## HOW TO COMPLETE THIS TASK
Edit the part of the forum thread about the lame horse between "## moneypit1 (10" and "put down Monday.", inclusive, so that "Monday" becomes "tomorrow", and write out the changed part.

## SELECTED EXCERPT
If the question is "now" or "later" . . . well, I think the horse is giving you his opinion if he's grumpy and obviously in pain.  He's no less in pain out in a field and high level of NSAIDs have their own dangers and discomforts.  I have a feeling you know the answer.  Honestly, he doesn't care if he's in the field for the summer or not, it would only be for you.  And if the ground stays hard it will be an even less pleasant option for him. If he's comfortable, there's no harm.  If you can't keep him comfortable . . . sorry, an awful decision to have to make but it sounds like you've already made it.


----------



## moneypit1 (10 June 2011)

amymay said:



			Your post here is quite different from what you posted a fortnight ago.

To be blunt, I would have him put down Monday.

(((((   )))))
		
Click to expand...

I know, he seems to have got worse quite quickly.  Sometimes I look at him and think he's not too bad, he seems happy enough and then I see him limping along. I am speaking to my vet later today about it all again.  It's just when I see him grazing in the sunshine I think 'oh, he's ok, he seems quite happy', and then when he trots he is lame.  I guess I have to do the deed for his sake. Thanks for your replies everyone, it is so bloody difficult when you just do not want to let them go. x


----------



## Amymay (10 June 2011)

## RECORD EXTRACTS
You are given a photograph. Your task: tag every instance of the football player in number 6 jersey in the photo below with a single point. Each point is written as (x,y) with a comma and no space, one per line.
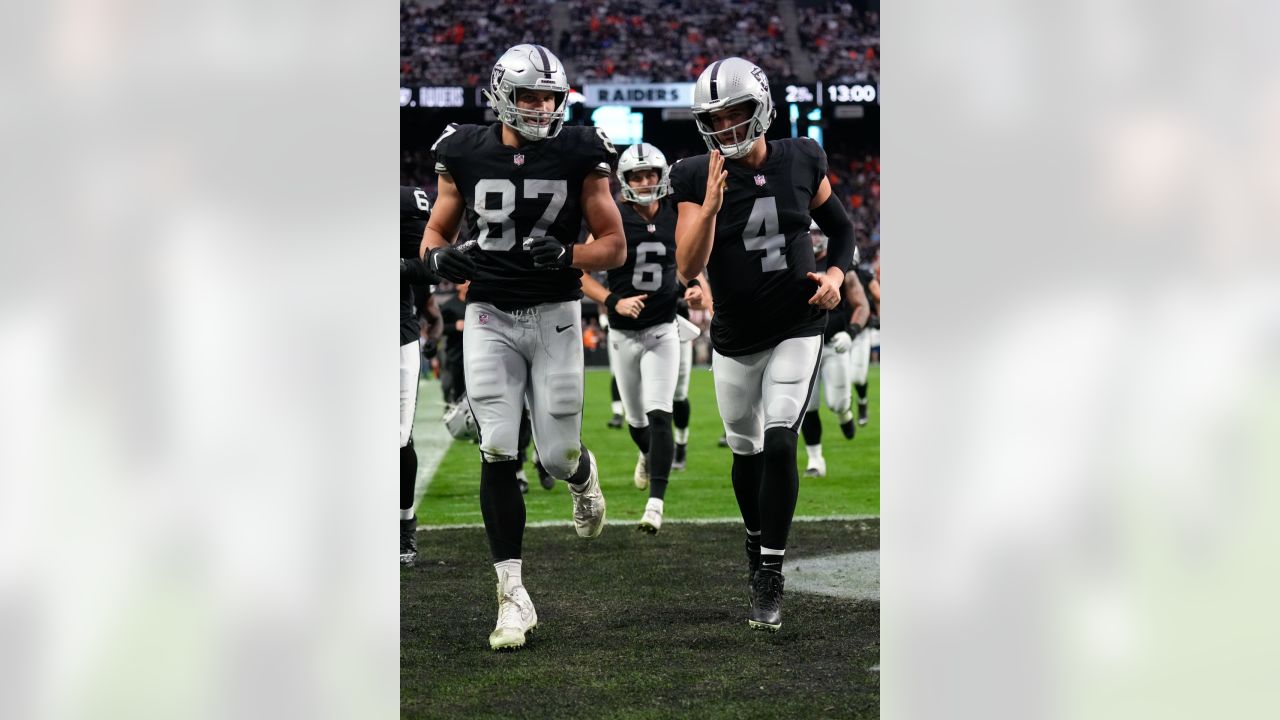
(640,297)
(744,213)
(525,185)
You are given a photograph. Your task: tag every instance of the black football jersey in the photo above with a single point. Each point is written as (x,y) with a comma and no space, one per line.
(650,267)
(513,194)
(415,212)
(839,317)
(762,249)
(865,277)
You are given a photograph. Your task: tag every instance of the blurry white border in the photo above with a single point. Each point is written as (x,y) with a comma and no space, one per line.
(1080,399)
(196,474)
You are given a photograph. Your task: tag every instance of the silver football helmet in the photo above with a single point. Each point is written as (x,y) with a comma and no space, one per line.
(530,67)
(727,82)
(644,156)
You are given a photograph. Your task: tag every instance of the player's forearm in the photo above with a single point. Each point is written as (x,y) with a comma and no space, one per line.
(694,247)
(594,290)
(839,228)
(862,309)
(606,253)
(432,238)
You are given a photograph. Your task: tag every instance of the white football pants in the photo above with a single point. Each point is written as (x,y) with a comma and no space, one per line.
(764,390)
(531,355)
(647,364)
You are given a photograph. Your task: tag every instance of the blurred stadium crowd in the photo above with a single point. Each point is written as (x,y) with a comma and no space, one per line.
(456,41)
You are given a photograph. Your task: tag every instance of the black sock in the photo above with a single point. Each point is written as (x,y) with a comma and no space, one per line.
(640,436)
(812,428)
(503,509)
(746,473)
(680,413)
(780,488)
(408,474)
(584,469)
(662,450)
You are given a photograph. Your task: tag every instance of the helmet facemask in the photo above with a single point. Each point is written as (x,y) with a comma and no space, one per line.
(531,124)
(654,194)
(530,68)
(741,136)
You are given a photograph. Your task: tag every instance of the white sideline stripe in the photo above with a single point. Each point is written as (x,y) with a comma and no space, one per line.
(430,438)
(568,523)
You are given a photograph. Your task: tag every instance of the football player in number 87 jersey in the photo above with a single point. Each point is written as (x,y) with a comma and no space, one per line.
(525,185)
(744,213)
(640,297)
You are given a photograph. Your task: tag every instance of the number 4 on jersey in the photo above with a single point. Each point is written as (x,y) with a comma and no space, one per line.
(762,233)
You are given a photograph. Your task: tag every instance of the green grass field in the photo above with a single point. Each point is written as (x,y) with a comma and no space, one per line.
(645,627)
(851,486)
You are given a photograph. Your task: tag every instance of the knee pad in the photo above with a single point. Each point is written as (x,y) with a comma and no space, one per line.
(563,393)
(680,413)
(494,455)
(780,445)
(741,445)
(485,378)
(562,461)
(658,418)
(839,401)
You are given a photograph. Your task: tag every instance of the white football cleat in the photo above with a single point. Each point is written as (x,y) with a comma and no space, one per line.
(817,468)
(652,520)
(589,504)
(641,475)
(516,616)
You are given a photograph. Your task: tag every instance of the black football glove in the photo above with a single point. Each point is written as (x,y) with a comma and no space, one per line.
(451,264)
(549,253)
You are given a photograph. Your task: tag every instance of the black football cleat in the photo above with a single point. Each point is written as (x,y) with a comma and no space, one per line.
(408,542)
(766,601)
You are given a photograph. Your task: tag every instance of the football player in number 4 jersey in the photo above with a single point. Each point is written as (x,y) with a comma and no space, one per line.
(525,186)
(746,222)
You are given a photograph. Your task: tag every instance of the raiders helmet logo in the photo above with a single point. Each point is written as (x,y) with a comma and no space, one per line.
(759,76)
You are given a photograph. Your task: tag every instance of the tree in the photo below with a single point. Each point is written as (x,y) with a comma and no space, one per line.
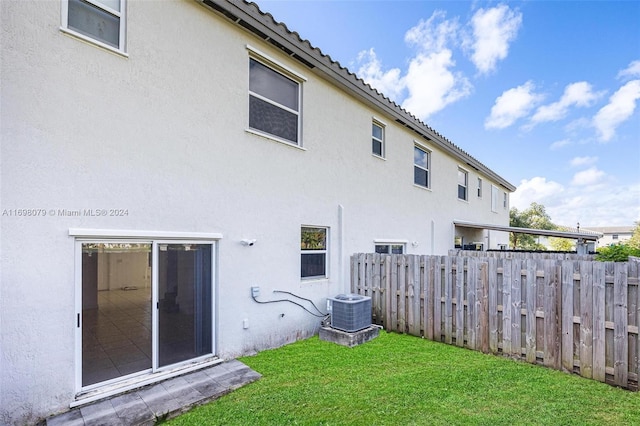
(634,241)
(534,217)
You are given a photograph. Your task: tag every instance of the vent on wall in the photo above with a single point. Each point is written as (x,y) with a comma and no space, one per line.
(350,312)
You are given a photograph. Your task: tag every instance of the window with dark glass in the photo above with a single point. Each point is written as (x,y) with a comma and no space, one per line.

## FINAL ANSWER
## moneypit1 (10 June 2011)

amymay said:



			Your post here is quite different from what you posted a fortnight ago.

To be blunt, I would have him put down tomorrow.